### VORLIEGENDER TEXT
/---
Trends MAGISCHES VIERECK
Crashfaktor Demografie
Das globale Arbeitskräfteangebot beginnt zu schrumpfen – eine fundamentale Trendwende.
Von Henrik Müller
Was für Zeiten! Die Zinsen sind extrem niedrig, die Preise von Wertpapieren, Immobilien und anderen Vermögenswerten schießen durch die Decke. So geht das seit Jahren. Wir sind längst an diese Konstellation gewöhnt. Nicht mal die Corona-Pandemie, verbunden mit der schwersten Rezession seit Generationen, kann dem Trend etwas anhaben. Wird es immer so weitergehen? Die Antwort ist einfach: nein. Viel schwieriger ist die Frage zu beantworten, wann das Szenario kippt und was danach kommt. Aber eines nach dem anderen.
\---
### ZIEL DER AUFGABE
Führen Sie den Artikel über Demografie und Niedrigzinsen bitte an der Stelle fort, an der er aufhört. Die Zeilen weiter unten spielen hier keine Rolle.

### BEREITGESTELLTE DATEN
/---
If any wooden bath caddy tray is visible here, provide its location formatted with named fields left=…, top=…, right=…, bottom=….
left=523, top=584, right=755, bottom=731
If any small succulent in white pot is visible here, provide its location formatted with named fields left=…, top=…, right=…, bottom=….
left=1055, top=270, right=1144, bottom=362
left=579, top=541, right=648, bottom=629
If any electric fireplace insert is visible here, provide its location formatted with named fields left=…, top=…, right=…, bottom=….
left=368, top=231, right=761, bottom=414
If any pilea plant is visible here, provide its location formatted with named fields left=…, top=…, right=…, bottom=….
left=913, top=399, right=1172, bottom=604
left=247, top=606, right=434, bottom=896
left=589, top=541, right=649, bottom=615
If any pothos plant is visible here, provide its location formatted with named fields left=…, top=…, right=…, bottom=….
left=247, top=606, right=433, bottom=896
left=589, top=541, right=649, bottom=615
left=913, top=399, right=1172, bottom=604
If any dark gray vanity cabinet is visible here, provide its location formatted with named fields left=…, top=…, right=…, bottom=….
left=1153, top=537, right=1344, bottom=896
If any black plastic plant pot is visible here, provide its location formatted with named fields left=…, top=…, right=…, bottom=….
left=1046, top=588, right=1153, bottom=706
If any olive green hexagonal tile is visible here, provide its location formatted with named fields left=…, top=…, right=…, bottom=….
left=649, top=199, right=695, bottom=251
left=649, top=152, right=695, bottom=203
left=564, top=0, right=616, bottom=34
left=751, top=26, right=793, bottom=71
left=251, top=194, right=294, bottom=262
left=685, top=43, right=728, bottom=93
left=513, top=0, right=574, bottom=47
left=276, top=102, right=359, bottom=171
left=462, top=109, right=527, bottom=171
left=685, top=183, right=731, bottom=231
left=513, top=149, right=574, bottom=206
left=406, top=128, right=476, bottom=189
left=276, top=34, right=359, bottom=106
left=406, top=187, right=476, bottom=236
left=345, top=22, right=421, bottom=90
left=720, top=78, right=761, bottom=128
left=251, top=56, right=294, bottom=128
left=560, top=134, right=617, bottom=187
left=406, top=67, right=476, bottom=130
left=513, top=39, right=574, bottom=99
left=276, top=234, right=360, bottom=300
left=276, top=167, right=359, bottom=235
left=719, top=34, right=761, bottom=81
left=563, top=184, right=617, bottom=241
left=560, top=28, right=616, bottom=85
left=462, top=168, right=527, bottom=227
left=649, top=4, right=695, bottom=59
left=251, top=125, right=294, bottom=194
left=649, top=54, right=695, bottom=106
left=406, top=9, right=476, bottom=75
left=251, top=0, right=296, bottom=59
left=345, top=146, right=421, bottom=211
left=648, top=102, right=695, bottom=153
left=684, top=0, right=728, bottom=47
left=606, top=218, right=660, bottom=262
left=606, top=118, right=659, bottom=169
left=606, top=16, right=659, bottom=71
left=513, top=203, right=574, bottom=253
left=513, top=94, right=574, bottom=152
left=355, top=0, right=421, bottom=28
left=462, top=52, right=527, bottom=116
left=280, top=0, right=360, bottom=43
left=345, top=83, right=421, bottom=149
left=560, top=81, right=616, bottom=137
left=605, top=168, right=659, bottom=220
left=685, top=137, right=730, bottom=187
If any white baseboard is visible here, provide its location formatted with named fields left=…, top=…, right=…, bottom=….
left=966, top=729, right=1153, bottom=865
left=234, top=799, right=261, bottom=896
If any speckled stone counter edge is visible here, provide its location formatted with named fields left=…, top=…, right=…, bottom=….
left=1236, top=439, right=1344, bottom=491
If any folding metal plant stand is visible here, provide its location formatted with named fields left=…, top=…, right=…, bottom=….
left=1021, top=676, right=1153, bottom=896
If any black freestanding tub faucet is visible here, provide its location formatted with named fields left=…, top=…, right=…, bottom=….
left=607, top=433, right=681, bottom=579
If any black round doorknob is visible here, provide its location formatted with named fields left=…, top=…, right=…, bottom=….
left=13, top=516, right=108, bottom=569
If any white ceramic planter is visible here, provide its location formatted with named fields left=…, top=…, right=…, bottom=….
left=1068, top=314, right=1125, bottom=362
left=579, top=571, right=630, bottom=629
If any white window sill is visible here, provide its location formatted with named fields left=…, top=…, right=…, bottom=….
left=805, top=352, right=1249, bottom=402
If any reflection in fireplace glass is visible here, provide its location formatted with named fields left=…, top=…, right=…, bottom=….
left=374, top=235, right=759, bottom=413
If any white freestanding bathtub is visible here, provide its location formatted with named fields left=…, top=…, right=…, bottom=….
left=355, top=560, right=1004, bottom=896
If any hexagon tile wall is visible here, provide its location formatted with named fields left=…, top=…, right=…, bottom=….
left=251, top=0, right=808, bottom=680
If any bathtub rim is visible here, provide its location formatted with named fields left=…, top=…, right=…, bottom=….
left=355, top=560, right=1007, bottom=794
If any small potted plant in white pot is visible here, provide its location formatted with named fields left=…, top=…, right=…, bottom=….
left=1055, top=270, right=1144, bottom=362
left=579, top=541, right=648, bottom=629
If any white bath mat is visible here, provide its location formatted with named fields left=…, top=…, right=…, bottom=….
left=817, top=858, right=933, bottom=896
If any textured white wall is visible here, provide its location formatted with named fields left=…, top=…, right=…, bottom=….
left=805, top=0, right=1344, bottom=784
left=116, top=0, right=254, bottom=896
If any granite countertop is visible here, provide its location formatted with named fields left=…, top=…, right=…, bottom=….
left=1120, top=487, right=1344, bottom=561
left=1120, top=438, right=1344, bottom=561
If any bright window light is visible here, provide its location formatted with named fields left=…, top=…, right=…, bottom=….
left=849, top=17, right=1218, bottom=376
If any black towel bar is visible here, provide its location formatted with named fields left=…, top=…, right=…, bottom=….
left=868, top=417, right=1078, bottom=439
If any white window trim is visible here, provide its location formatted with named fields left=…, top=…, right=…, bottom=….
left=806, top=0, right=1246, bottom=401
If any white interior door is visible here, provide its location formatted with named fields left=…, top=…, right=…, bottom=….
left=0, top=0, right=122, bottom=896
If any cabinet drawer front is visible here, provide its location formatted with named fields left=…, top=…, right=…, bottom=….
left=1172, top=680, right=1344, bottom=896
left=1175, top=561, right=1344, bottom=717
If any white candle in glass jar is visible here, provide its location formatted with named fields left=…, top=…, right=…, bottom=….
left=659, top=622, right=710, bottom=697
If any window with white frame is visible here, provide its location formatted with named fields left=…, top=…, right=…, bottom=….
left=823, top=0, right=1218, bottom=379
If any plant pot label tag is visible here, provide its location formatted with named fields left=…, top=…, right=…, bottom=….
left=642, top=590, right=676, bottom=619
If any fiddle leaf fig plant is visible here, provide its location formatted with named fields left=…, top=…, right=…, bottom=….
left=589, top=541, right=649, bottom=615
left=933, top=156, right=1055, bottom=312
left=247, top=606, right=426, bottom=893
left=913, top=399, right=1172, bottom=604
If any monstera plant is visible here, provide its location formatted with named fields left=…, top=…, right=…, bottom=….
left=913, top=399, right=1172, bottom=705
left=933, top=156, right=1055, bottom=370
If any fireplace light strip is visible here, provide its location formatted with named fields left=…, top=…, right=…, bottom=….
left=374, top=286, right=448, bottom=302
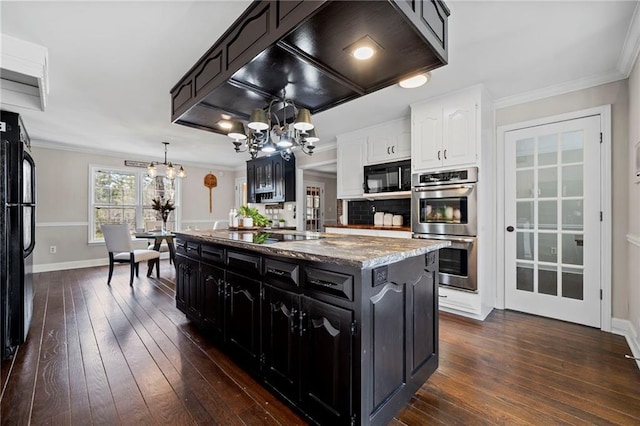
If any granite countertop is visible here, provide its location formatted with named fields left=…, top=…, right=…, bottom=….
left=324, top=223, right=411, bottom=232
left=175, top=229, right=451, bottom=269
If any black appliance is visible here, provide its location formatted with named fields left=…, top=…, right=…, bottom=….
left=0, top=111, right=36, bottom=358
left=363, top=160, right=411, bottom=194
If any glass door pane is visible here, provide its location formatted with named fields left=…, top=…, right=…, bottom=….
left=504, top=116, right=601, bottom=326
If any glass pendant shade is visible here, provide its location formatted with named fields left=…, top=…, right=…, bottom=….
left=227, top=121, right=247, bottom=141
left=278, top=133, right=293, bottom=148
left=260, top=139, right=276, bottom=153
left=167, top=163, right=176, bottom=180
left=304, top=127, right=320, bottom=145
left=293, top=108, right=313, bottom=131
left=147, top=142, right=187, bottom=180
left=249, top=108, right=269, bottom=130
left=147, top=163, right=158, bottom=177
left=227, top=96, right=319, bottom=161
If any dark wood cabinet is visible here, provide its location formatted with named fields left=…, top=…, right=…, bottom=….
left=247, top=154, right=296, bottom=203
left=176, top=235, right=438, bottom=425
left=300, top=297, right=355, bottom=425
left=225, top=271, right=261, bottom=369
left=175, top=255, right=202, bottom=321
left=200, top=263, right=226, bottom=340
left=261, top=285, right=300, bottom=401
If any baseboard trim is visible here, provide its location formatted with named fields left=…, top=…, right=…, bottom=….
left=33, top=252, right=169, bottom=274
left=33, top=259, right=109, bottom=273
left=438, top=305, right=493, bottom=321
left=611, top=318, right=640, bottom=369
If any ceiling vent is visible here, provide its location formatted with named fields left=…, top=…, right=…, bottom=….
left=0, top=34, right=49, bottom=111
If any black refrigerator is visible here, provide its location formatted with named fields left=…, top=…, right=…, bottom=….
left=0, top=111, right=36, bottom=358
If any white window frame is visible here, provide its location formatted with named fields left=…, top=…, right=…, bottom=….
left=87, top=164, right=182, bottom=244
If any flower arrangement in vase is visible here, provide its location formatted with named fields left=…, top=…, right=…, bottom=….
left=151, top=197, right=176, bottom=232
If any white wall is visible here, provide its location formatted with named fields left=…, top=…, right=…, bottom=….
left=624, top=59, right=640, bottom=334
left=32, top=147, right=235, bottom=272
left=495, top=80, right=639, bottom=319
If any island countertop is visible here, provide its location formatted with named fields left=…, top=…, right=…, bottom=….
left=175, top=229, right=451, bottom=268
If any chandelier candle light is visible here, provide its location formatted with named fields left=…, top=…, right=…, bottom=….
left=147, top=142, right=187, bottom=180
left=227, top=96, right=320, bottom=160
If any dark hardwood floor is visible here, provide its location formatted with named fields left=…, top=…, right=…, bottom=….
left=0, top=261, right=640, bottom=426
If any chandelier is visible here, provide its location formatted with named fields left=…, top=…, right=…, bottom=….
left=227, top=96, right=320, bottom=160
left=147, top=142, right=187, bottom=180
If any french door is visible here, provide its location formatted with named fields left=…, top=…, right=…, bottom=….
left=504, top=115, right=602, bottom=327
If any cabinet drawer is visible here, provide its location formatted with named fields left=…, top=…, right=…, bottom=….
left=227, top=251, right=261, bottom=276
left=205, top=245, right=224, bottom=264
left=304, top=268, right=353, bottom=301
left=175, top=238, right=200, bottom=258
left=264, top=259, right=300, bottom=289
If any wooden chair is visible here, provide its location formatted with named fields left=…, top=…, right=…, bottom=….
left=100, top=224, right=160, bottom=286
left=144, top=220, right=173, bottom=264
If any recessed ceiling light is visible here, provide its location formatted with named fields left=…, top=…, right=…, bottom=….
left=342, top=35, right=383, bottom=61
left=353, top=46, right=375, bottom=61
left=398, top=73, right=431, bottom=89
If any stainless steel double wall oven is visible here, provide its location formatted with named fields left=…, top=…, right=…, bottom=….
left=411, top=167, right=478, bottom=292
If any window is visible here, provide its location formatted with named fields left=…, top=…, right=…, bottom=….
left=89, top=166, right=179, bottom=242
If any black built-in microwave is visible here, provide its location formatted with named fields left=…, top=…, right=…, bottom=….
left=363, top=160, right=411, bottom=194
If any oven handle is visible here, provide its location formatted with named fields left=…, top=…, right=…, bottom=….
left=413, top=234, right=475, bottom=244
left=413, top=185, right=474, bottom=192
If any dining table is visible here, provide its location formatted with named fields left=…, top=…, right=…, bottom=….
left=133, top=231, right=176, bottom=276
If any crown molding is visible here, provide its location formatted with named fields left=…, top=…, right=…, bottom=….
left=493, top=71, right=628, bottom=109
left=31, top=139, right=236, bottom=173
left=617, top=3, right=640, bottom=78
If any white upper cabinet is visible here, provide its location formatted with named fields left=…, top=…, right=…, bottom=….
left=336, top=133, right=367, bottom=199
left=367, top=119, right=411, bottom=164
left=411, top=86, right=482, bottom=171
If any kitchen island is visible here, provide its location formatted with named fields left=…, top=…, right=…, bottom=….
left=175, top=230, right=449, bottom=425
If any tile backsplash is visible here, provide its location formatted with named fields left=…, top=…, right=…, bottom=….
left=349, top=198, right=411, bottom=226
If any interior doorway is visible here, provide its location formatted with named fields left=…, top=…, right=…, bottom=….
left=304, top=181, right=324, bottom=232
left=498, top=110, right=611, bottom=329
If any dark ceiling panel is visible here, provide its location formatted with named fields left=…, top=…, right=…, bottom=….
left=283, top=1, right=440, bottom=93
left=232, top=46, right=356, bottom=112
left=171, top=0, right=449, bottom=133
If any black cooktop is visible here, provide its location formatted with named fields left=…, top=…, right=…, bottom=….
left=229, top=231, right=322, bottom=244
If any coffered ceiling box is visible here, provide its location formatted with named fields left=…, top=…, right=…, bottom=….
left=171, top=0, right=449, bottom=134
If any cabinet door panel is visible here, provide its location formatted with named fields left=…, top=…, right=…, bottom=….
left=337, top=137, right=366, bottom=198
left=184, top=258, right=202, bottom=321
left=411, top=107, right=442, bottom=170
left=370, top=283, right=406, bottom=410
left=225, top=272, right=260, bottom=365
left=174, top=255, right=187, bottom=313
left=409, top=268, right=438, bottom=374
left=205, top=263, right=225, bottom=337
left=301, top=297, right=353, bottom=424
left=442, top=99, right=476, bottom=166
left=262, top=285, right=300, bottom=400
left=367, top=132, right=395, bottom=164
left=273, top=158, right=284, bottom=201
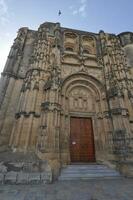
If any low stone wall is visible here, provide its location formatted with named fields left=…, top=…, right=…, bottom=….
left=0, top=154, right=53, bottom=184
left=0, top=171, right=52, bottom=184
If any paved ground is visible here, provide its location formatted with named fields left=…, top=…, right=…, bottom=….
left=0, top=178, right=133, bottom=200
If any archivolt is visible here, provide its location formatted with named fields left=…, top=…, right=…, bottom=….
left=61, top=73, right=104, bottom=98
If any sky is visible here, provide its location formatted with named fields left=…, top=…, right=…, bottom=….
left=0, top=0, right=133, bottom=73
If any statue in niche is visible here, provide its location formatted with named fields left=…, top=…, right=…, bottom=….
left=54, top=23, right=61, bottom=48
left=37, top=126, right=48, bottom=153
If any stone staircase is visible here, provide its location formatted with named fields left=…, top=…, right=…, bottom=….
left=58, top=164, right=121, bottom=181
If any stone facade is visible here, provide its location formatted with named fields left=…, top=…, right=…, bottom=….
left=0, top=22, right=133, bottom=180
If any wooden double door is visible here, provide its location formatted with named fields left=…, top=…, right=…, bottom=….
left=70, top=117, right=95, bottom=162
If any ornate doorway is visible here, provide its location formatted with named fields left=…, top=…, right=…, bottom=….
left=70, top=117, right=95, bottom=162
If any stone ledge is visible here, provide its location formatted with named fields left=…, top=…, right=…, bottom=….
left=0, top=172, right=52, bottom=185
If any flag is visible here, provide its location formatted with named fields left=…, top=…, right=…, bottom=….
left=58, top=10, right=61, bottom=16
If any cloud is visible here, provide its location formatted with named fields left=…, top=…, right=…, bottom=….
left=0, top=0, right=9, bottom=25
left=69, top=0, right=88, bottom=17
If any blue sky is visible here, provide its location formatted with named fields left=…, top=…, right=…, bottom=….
\---
### LÖSUNG
WIR STEHEN AUF DEM GIPFEL eines historisch außergewöhnlichen Trends: einer beispiellosen Ausweitung des Arbeitsangebots. Seit 1980 ist die Zahl der Menschen im produktiven Alter in Europa, Nord- und Südamerika, Japan und China zusammen um mehr als 60 Prozent gestiegen. Bezieht man Indien mit ein, hat sich das Potenzial an Werktätigen fast verdoppelt. Während die Weltmärkte zusammenwuchsen, beteiligte sich eine immer größere Zahl von Menschen an der globalen Wertschöpfung. Zugleich erreichten immer mehr Bürger ein Wohlstandsniveau, das es ihnen erlaubte, einen Teil ihrer Einkommen zu sparen. Dieses Zusammenspiel aus Demografie und Globalisierung ist das ökonomische Hintergrundrauschen der vergangenen Jahrzehnte.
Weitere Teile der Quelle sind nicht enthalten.